** Opening DOCUMENT PASSAGE block **

Point Roberts’ only grocery store isn’t threatening to close if the border doesn’t re-open by May, but its owner sure would like to see some light at the end of the tunnel.
It was on Ali Hayton’s birthday when the US-Canada border closed for non-essential travel back in March. At the time, she never would have believed her store would still have no Canadian customers 10 months later.
“I remember the first thing I said was I was so glad this is March and not July (our busiest time of the year). Nobody could have predicted this,” said Hayton.
The International Marketplace is currently running at 45-to-50 percent below its typical business at this time of year. That number dropped to 70-to-80 percent last summer when the store benefits from Canadians at their vacation homes and the peak time for those quick trips across the border for cheap gas, dairy products and wine.
The drop in business meant Hayton had to lay-off three employees for the first time in her 24-year career, even though she hasn’t given herself a salary since the pandemic impacted the border.

** Closing DOCUMENT PASSAGE block **

ABOUT THIS EXERCISE:
Answer these questions about the article on the Point Roberts grocery store:
(a) In what month did the US-Canada border close for non-essential travel?
(b) How many employees did Hayton have to lay off?
(c) How many years long is Hayton's career?

** Opening DATA FOR ANALYSIS block **

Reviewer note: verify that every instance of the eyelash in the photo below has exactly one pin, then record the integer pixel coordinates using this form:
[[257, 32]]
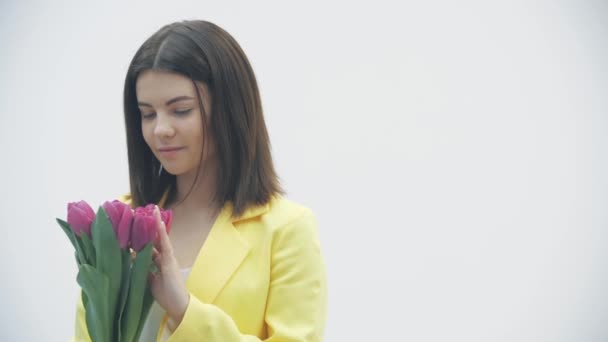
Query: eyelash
[[178, 112]]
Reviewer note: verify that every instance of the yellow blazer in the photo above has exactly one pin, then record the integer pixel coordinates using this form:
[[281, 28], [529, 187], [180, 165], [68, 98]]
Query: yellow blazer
[[259, 277]]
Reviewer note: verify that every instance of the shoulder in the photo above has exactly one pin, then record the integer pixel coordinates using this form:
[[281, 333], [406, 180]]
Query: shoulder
[[289, 220], [283, 212]]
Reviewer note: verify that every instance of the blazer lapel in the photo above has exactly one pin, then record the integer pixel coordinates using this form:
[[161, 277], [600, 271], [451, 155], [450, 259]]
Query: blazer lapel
[[221, 254]]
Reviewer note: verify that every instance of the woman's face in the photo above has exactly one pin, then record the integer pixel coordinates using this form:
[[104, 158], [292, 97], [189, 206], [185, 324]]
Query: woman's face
[[171, 118]]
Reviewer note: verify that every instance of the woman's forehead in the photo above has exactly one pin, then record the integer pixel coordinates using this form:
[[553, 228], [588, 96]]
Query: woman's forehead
[[161, 86]]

** Closing DATA FOR ANALYSIS block **

SOLVED PROBLEM:
(a) March
(b) Three
(c) 24 years